**WHAT YOU HAVE TO DO:** Copy out all of the records below, requests included, offsetting each x and y coordinate of the answer points by -21 and leaving the sample coordinates inside the requests unchanged. Omit the pictures from your copy.

**RECORD SET:**
□ □ □ □ □

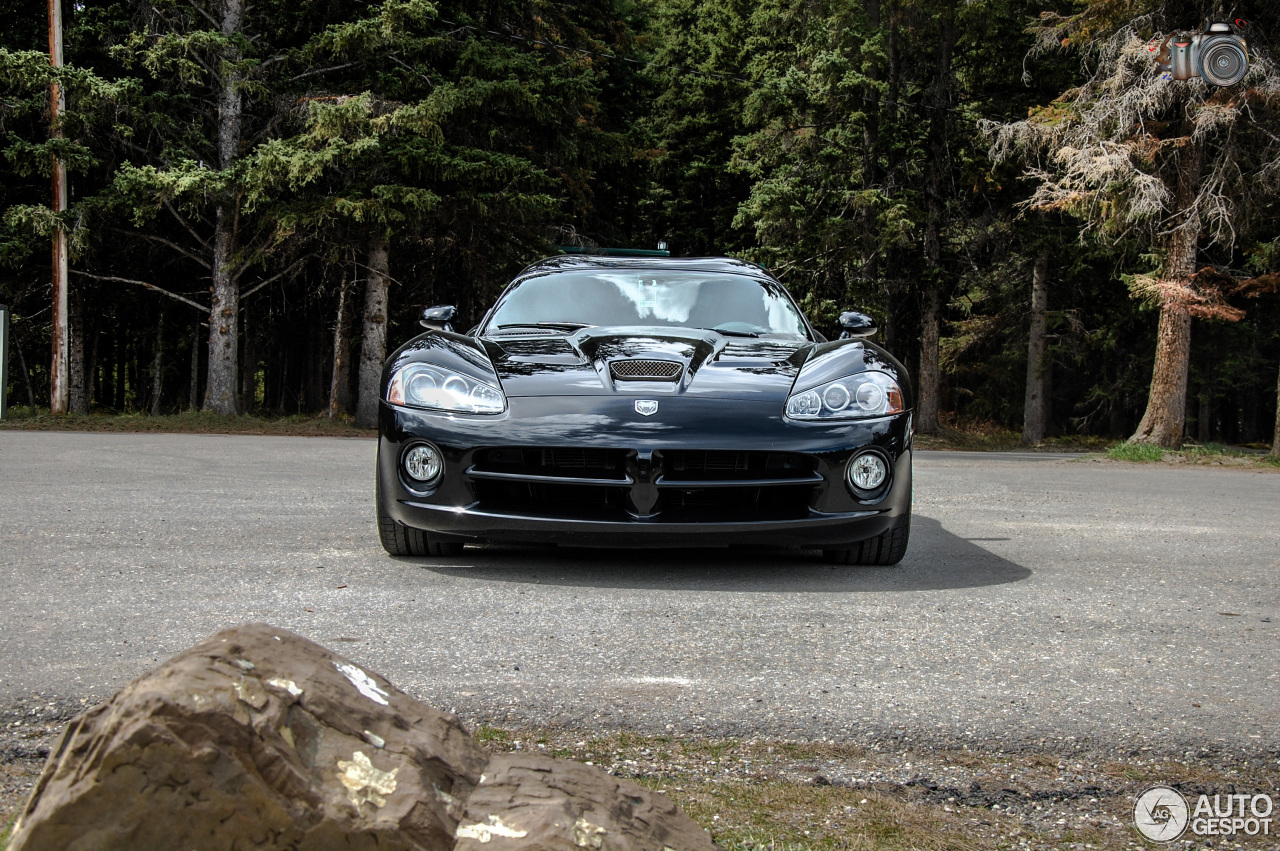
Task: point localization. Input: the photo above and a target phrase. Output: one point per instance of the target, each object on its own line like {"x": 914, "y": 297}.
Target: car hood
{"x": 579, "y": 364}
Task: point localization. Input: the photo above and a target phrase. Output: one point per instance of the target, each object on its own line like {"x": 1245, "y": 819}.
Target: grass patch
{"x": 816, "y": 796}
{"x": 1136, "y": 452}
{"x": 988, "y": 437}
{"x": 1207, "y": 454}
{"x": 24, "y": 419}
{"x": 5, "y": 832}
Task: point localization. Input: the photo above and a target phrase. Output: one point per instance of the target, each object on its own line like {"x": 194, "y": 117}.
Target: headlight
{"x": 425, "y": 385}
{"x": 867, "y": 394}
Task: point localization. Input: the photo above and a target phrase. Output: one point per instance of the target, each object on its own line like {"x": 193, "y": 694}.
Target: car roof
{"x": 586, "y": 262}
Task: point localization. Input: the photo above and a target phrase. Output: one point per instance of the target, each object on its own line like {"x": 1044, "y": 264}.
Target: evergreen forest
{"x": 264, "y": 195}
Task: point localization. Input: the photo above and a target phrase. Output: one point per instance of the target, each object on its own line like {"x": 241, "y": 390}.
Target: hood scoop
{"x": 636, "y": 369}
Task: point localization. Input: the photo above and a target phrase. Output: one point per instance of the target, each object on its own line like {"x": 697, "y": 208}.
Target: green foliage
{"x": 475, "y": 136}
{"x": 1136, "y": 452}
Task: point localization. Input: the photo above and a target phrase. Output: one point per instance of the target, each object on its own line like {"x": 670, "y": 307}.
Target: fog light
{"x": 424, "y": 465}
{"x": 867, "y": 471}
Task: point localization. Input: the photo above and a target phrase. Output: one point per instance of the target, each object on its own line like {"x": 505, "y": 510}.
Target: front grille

□ □ □ □ □

**SOLUTION:**
Task: point localization. Input: the photo above and a target phrase. Output: one point per instance of the target, each object on its own line like {"x": 914, "y": 297}.
Target: car hood
{"x": 558, "y": 343}
Task: point localization. Input: the photo above and a target phrase. Output: one point per instance of the target, each object on its own line like {"x": 1245, "y": 819}.
Target: grass patch
{"x": 795, "y": 775}
{"x": 1115, "y": 431}
{"x": 967, "y": 416}
{"x": 1186, "y": 433}
{"x": 3, "y": 398}
{"x": -16, "y": 811}
Task: point localization. Input: the photo above and a target phrase. Output: one point per instance of the target, each object on its own line like {"x": 194, "y": 117}.
Target: headlight
{"x": 404, "y": 364}
{"x": 846, "y": 373}
Task: point localization. Input: the photo above and a target phrase. Output: one point per instance of the target, each object on its own line like {"x": 193, "y": 694}.
Target: car roof
{"x": 565, "y": 241}
Task: point localization. Input: the photo above and a target phrase. Output: one point per instance of the target, each object on its own line like {"x": 1044, "y": 264}.
Target: evergreen forest
{"x": 243, "y": 174}
Task: point localization. Input: the photo above and a target phrase. Output: one point per instance of the target, each object on its own line like {"x": 241, "y": 390}.
Target: hood scoop
{"x": 615, "y": 348}
Task: point localization. Input: the photo above and a target phrase. Output: one point per instance of the target, each object on its own line like {"x": 697, "y": 208}.
Target: green foliage
{"x": 454, "y": 115}
{"x": 1115, "y": 431}
Task: point localization. Input: the photo above and a target phrase. Output: one point per instance of the target, each object on its own line like {"x": 670, "y": 307}.
Target: fog light
{"x": 403, "y": 444}
{"x": 846, "y": 450}
Task: point localization. Input: the photo above and a target phrase. Output: one point per instance of the target, each object on its own line like {"x": 505, "y": 510}.
Target: front grille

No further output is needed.